Reading text:
---+---
Click on the view the 3D structure and information button to display detailed information of human galectin-8 interacting with 3-sialyl-LN type two. Access the structural information on human galectin-8 displayed on the page with two different viewers. Hold the mouse to turn the molecule around and bring the ligand to the fore with the LiteMol software.
Mouse over the listed interactions on the left to update the view on the right and locate where that particular interaction acts in the structure with the PLIP software. Browse the HGI dataset from the GlyConnect homepage by going directly to the referenced article on this page. Click on the Compozitor link on the right side of the reference entry page to assess the consistency of the dataset.
The search field will be already filled with reference equals to the DOI number in the advanced tab of the tool. Type glycan_type=O-linked after the DOI number to narrow down the search to O-linked glycans. Then click on the add to selection button to retrieve the data from the database.
---+---
Dataset extract:
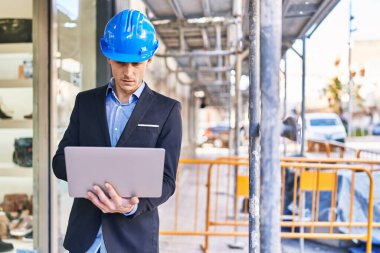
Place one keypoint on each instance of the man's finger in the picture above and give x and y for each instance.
(104, 198)
(116, 198)
(95, 200)
(134, 200)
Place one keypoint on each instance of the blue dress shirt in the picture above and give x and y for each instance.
(118, 115)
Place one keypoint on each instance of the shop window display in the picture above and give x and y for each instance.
(16, 121)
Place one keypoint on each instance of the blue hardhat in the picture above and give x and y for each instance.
(129, 37)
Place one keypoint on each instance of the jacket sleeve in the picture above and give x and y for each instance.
(70, 138)
(170, 139)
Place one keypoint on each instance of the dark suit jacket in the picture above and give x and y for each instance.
(88, 127)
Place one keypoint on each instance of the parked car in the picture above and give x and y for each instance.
(218, 135)
(324, 126)
(376, 129)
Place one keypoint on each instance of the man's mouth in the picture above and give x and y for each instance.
(127, 80)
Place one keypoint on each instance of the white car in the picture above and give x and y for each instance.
(324, 126)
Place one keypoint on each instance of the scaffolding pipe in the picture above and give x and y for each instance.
(205, 69)
(237, 102)
(303, 96)
(198, 53)
(254, 132)
(218, 47)
(270, 174)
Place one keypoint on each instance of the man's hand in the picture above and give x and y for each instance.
(112, 204)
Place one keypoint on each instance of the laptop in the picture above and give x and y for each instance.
(131, 171)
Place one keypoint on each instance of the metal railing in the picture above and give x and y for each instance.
(206, 203)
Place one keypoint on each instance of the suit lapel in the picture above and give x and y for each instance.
(142, 106)
(102, 116)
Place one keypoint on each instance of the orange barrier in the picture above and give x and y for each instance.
(330, 147)
(218, 185)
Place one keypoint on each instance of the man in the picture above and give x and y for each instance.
(111, 223)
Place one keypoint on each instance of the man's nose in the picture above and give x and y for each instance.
(128, 69)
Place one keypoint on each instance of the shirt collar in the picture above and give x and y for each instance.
(137, 93)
---+---
Parts of the exercise:
1. Decide whether each statement below agrees with the GlyConnect tutorial, answering yes or no and quoting the deciding words of the tutorial exactly.
(a) The LiteMol software lets the user turn the molecule around and bring the ligand to the fore.
(b) The Compozitor link sits on the left side of the reference entry page.
(c) Typing glycan_type=O-linked after the DOI number narrows the search to N-linked glycans.
2. Output the GlyConnect tutorial from "Click on the view" to "the LiteMol software.", inclusive.
3. Pick up the GlyConnect tutorial after its last sentence and continue it.

Task results:
1.
(a) Yes: "Hold the mouse to turn the molecule around and bring the ligand to the fore with the LiteMol software."
(b) No: "Click on the Compozitor link on the right side of the reference entry page"
(c) No: "Type glycan_type=O-linked after the DOI number to narrow down the search to O-linked glycans."

2.
Click on the view the 3D structure and information button to display detailed information of human galectin-8 interacting with 3-sialyl-LN type two. Access the structural information on human galectin-8 displayed on the page with two different viewers. Hold the mouse to turn the molecule around and bring the ligand to the fore with the LiteMol software.

3.
Keep the include virtual nodes option selected and click on the compute graph button to display the graph of connected compositions. Go to the protein tab of GlyConnect Compozitor and from the protein list, select inter-alpha trypsin inhibitor heavy chain H4.Ensure that the species selection is Homo sapiens by default. Deselect N-Linked in the glycan type.
Select only THR 725 in the site list and click on the add to selection button. Then click on the compute graph button to display the graph of connected compositions. To make sense of the virtual nodes, click on the export button below the graph.
Only select virtual and click on the clipboard icon to copy the selection of eight compositions. Paste the selection in the query window of Compozitor's custom tab. Set the selection label in the compositions field, select O-Linked in the glycan type field and click on the add to selection button.
Finally, click on the compute graph button. The tissue-dependent associations between proteins and glycans are shown in this output of GlyConnect Octopus. All human proteins carrying hybrid and sialylated glycan structures with the tissues in which they are expressed are displayed in this output.
The associations with urine are highlighted showing two proteins, choriogonadotropin or GLHA human and PSA common isoform or KLK3 human, connected to the scattered glycan structures. Similarly, the associations with seminal fluid are highlighted showing two protein isoforms of PSA connected to the grouped glycan structures. The superimposed N-glycomes of the two isoforms of PSA are shown in the output of GlyConnect Compozitor.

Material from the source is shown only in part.